WHAT THE TASK REQUIRES: Give every line of the items below as a numbered list, without the blank lines. Leave the pictures out.

DATA FOR THIS TASK:
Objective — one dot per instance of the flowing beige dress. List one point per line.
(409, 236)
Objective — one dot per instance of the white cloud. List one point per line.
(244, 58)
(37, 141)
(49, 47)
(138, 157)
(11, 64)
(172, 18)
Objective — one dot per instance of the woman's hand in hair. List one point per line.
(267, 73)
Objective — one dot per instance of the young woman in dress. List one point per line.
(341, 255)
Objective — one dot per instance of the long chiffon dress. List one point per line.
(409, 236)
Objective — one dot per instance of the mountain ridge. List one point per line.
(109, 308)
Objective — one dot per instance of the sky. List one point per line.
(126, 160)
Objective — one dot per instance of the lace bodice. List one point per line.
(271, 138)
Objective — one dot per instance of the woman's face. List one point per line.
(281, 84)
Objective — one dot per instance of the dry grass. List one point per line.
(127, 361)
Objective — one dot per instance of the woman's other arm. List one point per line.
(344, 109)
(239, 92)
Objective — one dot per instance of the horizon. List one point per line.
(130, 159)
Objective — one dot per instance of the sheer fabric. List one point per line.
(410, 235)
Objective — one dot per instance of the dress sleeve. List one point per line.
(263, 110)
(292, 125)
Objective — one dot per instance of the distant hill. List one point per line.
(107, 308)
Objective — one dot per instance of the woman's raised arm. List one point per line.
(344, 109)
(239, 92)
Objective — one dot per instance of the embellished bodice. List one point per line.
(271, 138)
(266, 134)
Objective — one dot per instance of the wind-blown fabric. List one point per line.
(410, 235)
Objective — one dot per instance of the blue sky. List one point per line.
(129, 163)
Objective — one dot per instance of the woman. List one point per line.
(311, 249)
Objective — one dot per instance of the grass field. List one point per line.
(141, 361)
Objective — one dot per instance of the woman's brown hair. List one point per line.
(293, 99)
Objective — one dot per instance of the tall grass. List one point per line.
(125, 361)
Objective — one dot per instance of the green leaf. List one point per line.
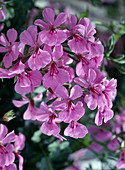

SOLUTION TO THIS PROBLEM:
1. Objective — one dot per instance of the flowing beige dress. List one point per line.
2. (409, 236)
3. Objective — one dot per instance of the white cloud. List one point per line.
4. (244, 58)
5. (37, 141)
6. (49, 47)
7. (138, 157)
8. (11, 64)
9. (172, 18)
10. Objective — one dot per instance of the woman's hand in hair. List one point per line.
11. (267, 73)
12. Objective — one dot per instance of the young woman in dress. List one point per line.
13. (341, 255)
14. Objective — one dot per instance of the long chiffon dress. List one point per line.
15. (409, 236)
16. Objective — one dot per instance of the mountain ridge. List one point per line.
17. (109, 308)
18. Objective — one dot per instance of the sky. List one point per line.
19. (126, 160)
20. Objective — one dot per instance of the lace bodice. List one point per line.
21. (271, 138)
22. Objective — one dot per instance of the woman's face. List one point per line.
23. (281, 84)
24. Objective — one dot per instance of the dry grass. List one point per line.
25. (127, 361)
26. Objective — one dot per instance of the woman's other arm. List one point per line.
27. (344, 109)
28. (239, 92)
29. Objective — one dot per instance of the horizon. List one point per line.
30. (130, 159)
31. Objective — one dot per instance of the sheer fabric. List one point per line.
32. (410, 235)
33. Objective — one dot per instance of the dress sleeve. List one point per line.
34. (263, 110)
35. (292, 125)
36. Objective — one dot per instance of the distant hill. List one point per line.
37. (107, 308)
38. Objective — one dot per instance of the woman's raised arm. List one point per line.
39. (344, 109)
40. (239, 92)
41. Objective — one dot per instance of the embellished bodice. List one point per line.
42. (271, 138)
43. (266, 134)
44. Objective — one dot per instance of the wind-blown fabric. List one point per line.
45. (410, 235)
46. Objective — one dot per instance of the blue sky. List one point per line.
47. (129, 163)
48. Objective — one dot per instance of the woman. List one point per line.
49. (311, 249)
50. Objective — one dot per instance of the grass field. List one point per line.
51. (141, 361)
52. Objective — one dot per instance of the woman's brown hair. List one point per line.
53. (293, 99)
54. Objective — one dot per instance of the tall grass. List one point per line.
55. (125, 361)
56. Objective — one dot per instance of the green leaf. List one point per line.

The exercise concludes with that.